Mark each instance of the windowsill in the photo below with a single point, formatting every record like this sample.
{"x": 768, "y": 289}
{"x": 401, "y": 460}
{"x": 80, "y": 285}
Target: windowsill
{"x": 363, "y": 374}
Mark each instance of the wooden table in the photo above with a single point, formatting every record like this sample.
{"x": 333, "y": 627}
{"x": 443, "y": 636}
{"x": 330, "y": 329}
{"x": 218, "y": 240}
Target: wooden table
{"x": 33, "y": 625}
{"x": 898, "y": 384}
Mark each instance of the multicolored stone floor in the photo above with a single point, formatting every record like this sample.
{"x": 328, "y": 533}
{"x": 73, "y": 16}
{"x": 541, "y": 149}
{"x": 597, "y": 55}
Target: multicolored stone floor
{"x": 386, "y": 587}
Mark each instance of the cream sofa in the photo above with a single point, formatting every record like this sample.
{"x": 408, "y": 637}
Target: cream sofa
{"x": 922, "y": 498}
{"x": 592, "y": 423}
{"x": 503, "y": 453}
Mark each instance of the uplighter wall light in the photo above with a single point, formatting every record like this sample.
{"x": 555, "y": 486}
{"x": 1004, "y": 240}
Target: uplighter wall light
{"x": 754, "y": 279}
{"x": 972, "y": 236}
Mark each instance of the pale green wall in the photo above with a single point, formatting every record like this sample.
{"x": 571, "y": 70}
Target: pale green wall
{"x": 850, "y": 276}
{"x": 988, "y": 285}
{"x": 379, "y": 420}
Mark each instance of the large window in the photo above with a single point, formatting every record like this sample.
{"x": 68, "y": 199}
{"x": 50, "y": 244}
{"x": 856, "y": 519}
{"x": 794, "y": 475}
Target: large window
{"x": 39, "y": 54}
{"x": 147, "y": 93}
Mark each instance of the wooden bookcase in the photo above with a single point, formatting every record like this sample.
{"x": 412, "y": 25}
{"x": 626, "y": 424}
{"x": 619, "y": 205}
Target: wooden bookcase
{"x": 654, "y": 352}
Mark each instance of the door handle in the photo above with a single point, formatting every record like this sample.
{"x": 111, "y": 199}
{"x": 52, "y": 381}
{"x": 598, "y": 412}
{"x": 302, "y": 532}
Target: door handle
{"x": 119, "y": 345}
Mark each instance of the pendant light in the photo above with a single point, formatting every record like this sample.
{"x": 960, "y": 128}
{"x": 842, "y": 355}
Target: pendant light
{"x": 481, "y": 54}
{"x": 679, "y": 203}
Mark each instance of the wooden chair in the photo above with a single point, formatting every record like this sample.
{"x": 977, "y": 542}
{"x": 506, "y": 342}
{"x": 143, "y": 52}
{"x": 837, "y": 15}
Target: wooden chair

········

▸ **What needs to be done**
Convert all the items above into a Markdown table with the columns Row and Line. Put each line's number in Row and the line in Line, and leave out blank lines.

▸ **Exercise solution**
| Row | Line |
|---|---|
| 1 | Mark each instance of the windowsill in the photo below with a single point, formatting every record like this sample. |
| 2 | {"x": 768, "y": 289} |
| 3 | {"x": 401, "y": 460} |
| 4 | {"x": 80, "y": 285} |
| 5 | Target: windowsill |
| 6 | {"x": 363, "y": 374} |
| 7 | Mark each instance of the wooden table in the photo above with a single point, formatting every record like this sample. |
| 8 | {"x": 333, "y": 627} |
| 9 | {"x": 443, "y": 636} |
| 10 | {"x": 330, "y": 329} |
| 11 | {"x": 218, "y": 240} |
| 12 | Target: wooden table |
| 13 | {"x": 33, "y": 625} |
| 14 | {"x": 898, "y": 384} |
| 15 | Mark each instance of the multicolored stone floor in the photo above with a single point, formatting every record like this sample. |
| 16 | {"x": 328, "y": 533} |
| 17 | {"x": 73, "y": 16} |
| 18 | {"x": 541, "y": 149} |
| 19 | {"x": 597, "y": 55} |
| 20 | Target: multicolored stone floor |
| 21 | {"x": 386, "y": 587} |
| 22 | Mark each instance of the cream sofa in the photo above with a single point, formatting every record like this sample. |
| 23 | {"x": 408, "y": 637} |
| 24 | Target: cream sofa |
| 25 | {"x": 922, "y": 498} |
| 26 | {"x": 592, "y": 423} |
| 27 | {"x": 503, "y": 453} |
| 28 | Mark each instance of the uplighter wall light in the photo above with a single point, formatting every record like this sample. |
| 29 | {"x": 555, "y": 486} |
| 30 | {"x": 1004, "y": 240} |
| 31 | Target: uplighter wall light |
| 32 | {"x": 754, "y": 279} |
| 33 | {"x": 972, "y": 236} |
| 34 | Mark each instance of the pale green wall in the photo above with a single point, formatting every record like this sample. |
| 35 | {"x": 571, "y": 70} |
| 36 | Target: pale green wall |
| 37 | {"x": 850, "y": 276} |
| 38 | {"x": 988, "y": 285} |
| 39 | {"x": 379, "y": 420} |
| 40 | Mark each instance of the large window in the photo above with a single point, formatting every record like this sample. |
| 41 | {"x": 68, "y": 199} |
| 42 | {"x": 50, "y": 244} |
| 43 | {"x": 856, "y": 519} |
| 44 | {"x": 794, "y": 475} |
| 45 | Target: large window |
| 46 | {"x": 39, "y": 54} |
| 47 | {"x": 147, "y": 93} |
| 48 | Mark each instance of the wooden bookcase in the photo above with a single point, formatting every record like this sample. |
| 49 | {"x": 412, "y": 25} |
| 50 | {"x": 626, "y": 424} |
| 51 | {"x": 619, "y": 205} |
| 52 | Target: wooden bookcase |
| 53 | {"x": 654, "y": 352} |
| 54 | Mark each instance of the door handle in the photo above with a single point, formatting every record like this sample. |
| 55 | {"x": 111, "y": 199} |
| 56 | {"x": 52, "y": 381} |
| 57 | {"x": 598, "y": 412} |
| 58 | {"x": 302, "y": 532} |
| 59 | Target: door handle |
| 60 | {"x": 119, "y": 345} |
| 61 | Mark each instance of the pendant light in the photo above with a single point, formatting every record like this sample. |
| 62 | {"x": 960, "y": 128} |
| 63 | {"x": 842, "y": 355} |
| 64 | Target: pendant light |
| 65 | {"x": 481, "y": 54} |
| 66 | {"x": 679, "y": 203} |
| 67 | Mark each instance of the wooden chair in the photo above with a single point, formatting every record like this sample. |
| 68 | {"x": 977, "y": 542} |
| 69 | {"x": 506, "y": 342} |
| 70 | {"x": 143, "y": 52} |
| 71 | {"x": 837, "y": 15} |
| 72 | Target: wooden chair |